### KUTIPAN TEKS
Justitia Avila Veda: Secercah Harapan bagi Korban Kekerasan Seksual
Kita tidak boleh punya mindset kalau kamu mengalami kasus ini [kekerasan seksual] kamu harus lapor, tidak bisa, kita tidak bisa. Kita seperti mengambil alih agensi korban untuk memutuskan apa yang terbaik buat dia.
Justitia Avila Veda.
Sudah berapa kali kamu pernah mendengar berita tentang kekerasan seksual-KDRT dan sejenis? Mulai dari berita di kalangan artis, berita kolom kriminal, hingga berita yang kita dengar dari telinga kita sendiri. Bahkan, tidak dipungkiri banyak di antara kita yang pernah menjadi korban kekerasan-pelecehan seksual.
######
### CUPLIKAN DATASET
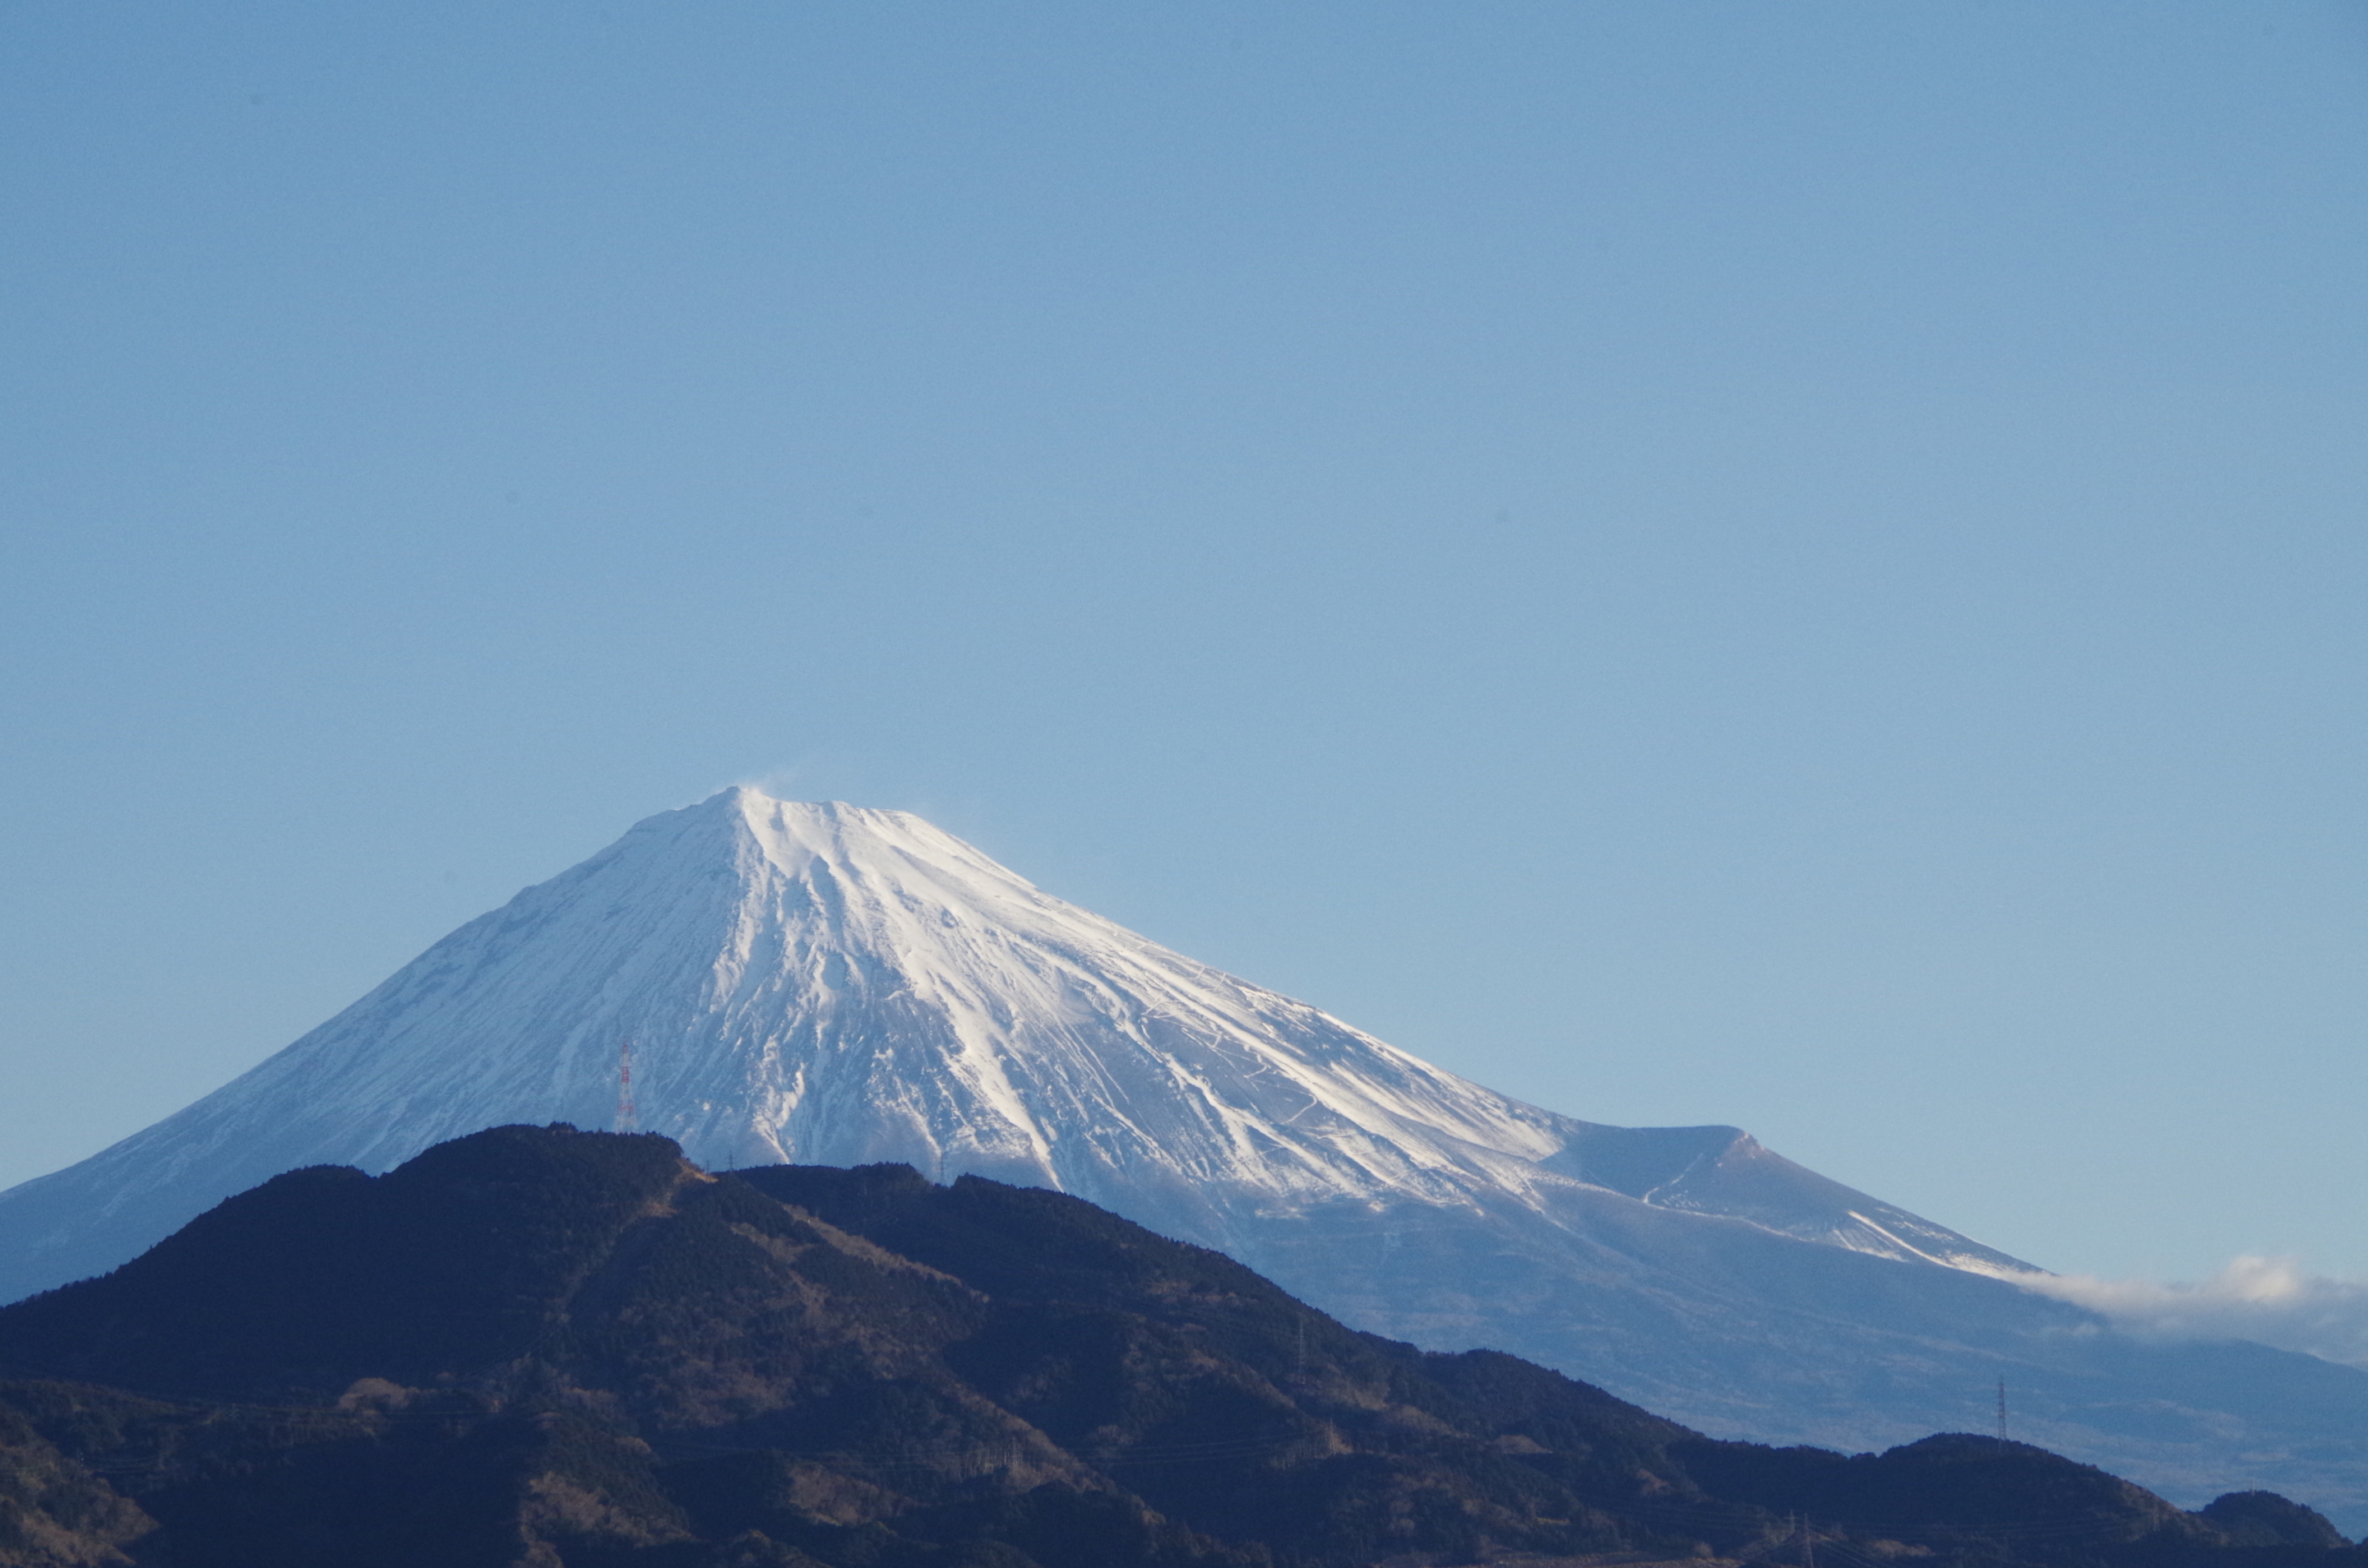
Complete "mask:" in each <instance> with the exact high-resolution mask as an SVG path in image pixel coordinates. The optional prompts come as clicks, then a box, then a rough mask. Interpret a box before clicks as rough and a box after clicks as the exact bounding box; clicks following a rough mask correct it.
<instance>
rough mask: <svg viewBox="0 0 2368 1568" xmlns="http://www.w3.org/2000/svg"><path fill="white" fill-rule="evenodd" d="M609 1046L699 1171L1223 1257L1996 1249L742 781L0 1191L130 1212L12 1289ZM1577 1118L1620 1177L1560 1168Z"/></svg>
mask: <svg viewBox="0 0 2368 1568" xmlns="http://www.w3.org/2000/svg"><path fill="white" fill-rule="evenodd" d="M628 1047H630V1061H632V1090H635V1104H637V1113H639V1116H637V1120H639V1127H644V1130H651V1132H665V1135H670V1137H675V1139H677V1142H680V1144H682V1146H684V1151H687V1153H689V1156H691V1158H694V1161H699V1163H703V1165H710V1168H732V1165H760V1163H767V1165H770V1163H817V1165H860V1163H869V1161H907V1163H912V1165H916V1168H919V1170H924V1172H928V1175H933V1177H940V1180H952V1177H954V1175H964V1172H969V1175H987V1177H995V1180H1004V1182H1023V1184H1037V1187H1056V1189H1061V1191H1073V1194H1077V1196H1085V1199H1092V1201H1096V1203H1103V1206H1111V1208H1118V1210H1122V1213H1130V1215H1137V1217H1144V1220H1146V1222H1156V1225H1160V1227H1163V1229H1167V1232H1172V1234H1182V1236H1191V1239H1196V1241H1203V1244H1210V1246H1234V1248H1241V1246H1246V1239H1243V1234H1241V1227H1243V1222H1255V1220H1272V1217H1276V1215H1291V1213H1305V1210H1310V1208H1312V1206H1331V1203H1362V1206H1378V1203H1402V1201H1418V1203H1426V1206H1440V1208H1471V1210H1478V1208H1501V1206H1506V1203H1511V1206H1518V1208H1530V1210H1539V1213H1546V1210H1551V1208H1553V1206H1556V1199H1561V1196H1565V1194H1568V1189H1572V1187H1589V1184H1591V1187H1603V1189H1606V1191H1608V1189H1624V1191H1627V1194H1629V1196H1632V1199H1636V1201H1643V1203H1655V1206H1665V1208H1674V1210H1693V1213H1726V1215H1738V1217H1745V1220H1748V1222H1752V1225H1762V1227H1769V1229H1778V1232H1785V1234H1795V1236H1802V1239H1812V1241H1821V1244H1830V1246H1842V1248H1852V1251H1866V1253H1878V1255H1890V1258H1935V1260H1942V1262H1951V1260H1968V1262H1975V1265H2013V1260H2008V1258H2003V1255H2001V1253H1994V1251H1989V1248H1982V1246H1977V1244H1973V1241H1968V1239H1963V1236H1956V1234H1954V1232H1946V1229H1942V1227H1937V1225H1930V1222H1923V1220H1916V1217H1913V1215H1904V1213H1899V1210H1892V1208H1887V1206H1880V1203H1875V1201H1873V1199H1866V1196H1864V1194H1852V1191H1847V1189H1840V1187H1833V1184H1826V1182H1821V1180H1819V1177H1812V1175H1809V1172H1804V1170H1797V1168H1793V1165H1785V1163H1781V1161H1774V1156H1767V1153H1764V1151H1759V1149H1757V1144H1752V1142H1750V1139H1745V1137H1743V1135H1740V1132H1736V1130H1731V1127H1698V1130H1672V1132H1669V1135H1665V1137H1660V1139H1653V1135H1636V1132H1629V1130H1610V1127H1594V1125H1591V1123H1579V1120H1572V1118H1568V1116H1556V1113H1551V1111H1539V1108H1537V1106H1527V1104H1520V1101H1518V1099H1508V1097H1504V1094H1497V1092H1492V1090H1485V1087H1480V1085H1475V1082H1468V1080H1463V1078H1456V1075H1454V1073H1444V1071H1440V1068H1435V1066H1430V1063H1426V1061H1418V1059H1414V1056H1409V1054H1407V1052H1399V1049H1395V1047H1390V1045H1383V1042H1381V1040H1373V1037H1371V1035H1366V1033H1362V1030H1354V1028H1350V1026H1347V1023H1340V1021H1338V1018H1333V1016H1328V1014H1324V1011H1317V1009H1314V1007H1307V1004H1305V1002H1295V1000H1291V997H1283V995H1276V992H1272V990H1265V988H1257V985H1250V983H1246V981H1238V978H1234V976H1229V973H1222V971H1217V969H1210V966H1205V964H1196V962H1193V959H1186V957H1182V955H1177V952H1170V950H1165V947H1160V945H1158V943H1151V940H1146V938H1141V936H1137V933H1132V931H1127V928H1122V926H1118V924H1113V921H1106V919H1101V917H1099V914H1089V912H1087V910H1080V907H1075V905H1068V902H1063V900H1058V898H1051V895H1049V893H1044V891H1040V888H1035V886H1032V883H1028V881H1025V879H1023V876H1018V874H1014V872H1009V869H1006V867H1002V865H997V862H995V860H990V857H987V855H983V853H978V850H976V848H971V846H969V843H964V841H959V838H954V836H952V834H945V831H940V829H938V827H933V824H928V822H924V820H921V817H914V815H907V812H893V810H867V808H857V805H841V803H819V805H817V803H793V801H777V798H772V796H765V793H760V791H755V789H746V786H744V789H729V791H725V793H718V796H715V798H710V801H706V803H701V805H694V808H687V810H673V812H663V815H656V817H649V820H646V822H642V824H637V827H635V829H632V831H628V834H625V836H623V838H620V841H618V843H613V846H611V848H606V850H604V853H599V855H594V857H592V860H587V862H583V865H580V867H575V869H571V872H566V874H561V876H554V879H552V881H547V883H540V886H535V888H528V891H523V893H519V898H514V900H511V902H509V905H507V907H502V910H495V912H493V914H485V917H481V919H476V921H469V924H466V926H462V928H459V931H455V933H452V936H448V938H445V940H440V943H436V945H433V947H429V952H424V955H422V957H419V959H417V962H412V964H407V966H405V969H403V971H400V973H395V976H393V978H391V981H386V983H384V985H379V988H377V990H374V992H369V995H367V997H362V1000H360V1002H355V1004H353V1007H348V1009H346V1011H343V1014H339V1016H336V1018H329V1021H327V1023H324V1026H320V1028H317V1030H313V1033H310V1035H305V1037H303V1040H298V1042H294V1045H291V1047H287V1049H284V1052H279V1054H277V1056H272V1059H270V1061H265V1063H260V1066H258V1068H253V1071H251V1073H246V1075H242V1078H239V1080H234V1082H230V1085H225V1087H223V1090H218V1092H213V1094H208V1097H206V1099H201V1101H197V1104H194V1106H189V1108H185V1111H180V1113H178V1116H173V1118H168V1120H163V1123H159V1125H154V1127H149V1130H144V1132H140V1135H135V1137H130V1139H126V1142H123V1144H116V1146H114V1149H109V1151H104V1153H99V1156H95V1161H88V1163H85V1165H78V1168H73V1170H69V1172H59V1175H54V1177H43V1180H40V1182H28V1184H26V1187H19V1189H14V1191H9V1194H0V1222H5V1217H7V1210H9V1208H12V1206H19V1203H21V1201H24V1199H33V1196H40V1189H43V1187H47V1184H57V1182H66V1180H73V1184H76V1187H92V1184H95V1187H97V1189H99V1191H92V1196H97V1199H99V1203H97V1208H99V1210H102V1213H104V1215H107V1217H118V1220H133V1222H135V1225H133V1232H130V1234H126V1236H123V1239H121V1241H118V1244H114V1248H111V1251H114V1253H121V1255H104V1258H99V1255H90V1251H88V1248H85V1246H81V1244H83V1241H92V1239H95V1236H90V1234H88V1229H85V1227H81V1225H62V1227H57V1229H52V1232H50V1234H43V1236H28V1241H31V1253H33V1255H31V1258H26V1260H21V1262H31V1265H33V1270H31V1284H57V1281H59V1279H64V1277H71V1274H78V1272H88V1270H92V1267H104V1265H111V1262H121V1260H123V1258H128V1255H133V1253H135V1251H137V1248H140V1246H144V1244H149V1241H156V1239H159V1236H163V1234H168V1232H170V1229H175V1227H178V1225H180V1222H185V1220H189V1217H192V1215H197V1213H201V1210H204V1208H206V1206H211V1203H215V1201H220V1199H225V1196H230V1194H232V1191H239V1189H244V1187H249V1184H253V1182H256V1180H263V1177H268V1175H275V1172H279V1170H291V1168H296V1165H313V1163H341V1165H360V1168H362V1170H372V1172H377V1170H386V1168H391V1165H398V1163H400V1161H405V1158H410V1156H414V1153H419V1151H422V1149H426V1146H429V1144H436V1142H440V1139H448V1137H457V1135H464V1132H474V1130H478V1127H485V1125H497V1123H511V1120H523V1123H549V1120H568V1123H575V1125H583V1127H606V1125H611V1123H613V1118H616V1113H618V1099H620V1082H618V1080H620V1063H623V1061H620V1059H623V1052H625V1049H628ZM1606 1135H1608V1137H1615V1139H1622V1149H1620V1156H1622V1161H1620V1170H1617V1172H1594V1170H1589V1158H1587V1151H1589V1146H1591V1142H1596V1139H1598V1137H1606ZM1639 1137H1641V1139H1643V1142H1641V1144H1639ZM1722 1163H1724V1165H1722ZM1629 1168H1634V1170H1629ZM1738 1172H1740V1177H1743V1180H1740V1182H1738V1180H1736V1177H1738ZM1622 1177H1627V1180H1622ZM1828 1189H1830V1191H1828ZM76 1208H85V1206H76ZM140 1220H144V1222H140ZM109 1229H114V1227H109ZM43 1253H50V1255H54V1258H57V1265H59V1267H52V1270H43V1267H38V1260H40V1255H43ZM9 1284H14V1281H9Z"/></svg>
######
TUGAS DIBERIKAN ▸ Ketik ulang bagian teks tentang Justitia Avila Veda, mulai dari "Sudah berapa kali" sampai "korban kekerasan-pelecehan seksual.", tanpa mengubah satu karakter pun.

HASIL TUGAS ▸
Sudah berapa kali kamu pernah mendengar berita tentang kekerasan seksual-KDRT dan sejenis? Mulai dari berita di kalangan artis, berita kolom kriminal, hingga berita yang kita dengar dari telinga kita sendiri. Bahkan, tidak dipungkiri banyak di antara kita yang pernah menjadi korban kekerasan-pelecehan seksual.